**Aim of the task**. Please look for the string "black" below and report every line in which it occurs.

Records from a collection:
'''
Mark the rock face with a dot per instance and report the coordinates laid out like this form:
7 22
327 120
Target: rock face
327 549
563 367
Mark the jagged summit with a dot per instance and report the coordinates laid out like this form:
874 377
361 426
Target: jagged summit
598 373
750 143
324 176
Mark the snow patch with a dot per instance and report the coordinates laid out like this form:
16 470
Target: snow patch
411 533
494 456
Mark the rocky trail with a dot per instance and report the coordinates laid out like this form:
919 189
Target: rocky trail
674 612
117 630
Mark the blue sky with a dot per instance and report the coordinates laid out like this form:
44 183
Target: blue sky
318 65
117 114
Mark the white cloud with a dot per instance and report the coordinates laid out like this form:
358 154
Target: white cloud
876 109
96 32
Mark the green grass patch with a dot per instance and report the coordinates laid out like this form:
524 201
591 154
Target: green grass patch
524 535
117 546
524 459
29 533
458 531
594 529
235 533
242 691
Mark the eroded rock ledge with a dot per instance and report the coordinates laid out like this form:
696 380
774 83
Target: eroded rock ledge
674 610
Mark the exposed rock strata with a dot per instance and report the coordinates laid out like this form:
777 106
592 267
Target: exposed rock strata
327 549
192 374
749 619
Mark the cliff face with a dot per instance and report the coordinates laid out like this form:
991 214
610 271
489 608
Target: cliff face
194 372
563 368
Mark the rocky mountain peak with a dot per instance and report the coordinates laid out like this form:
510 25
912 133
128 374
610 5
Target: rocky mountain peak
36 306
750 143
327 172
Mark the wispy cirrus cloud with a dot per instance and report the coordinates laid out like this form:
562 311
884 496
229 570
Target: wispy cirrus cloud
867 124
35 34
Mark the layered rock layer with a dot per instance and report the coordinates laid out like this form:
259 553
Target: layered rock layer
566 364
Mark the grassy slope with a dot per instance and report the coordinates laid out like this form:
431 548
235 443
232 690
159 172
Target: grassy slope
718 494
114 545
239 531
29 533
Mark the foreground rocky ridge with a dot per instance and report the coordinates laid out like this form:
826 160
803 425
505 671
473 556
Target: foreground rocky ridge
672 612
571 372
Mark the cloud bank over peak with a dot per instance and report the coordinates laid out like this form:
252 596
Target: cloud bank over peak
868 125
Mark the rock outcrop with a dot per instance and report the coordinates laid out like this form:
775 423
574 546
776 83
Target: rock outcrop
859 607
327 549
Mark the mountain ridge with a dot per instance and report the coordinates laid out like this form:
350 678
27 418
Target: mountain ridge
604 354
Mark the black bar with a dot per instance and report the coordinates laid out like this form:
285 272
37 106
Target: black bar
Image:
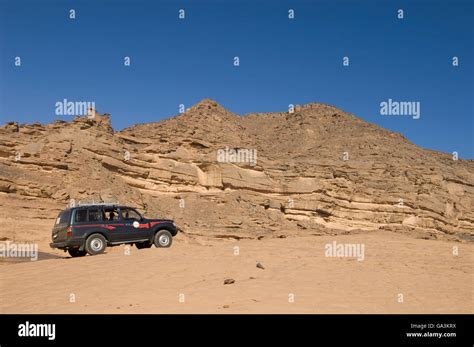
383 330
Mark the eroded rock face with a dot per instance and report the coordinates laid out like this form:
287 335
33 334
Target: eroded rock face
318 169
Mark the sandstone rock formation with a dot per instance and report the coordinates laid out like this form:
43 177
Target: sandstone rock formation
317 170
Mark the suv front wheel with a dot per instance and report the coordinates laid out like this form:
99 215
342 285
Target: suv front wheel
96 244
74 252
163 239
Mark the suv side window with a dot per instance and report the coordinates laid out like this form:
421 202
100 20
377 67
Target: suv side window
95 215
64 217
110 214
129 214
80 216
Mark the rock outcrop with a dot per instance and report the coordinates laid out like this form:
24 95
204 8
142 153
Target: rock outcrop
317 170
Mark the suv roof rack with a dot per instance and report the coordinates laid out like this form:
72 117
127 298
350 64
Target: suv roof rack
93 203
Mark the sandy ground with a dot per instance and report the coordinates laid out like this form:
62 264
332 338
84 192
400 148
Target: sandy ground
297 278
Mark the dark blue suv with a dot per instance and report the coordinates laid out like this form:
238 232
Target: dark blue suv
91 228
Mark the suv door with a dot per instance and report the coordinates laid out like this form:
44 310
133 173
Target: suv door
61 225
113 223
134 230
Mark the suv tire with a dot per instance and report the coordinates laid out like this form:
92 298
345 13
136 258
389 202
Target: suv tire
96 244
141 245
75 252
163 239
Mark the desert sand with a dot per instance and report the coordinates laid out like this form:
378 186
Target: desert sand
189 277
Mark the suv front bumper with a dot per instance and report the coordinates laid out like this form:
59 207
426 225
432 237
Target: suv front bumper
67 244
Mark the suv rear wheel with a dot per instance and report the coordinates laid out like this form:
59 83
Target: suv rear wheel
163 239
141 245
96 244
74 252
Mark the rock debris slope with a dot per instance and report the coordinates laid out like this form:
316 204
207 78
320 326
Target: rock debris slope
318 170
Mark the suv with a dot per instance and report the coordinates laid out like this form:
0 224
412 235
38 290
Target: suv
91 228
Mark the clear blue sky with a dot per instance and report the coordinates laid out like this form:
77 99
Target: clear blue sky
282 61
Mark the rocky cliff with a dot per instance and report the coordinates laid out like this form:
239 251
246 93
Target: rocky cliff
316 170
'''
**Task answer**.
Mark the black bar with a dot per instance and report the coordinates laid out like this form:
Target: black bar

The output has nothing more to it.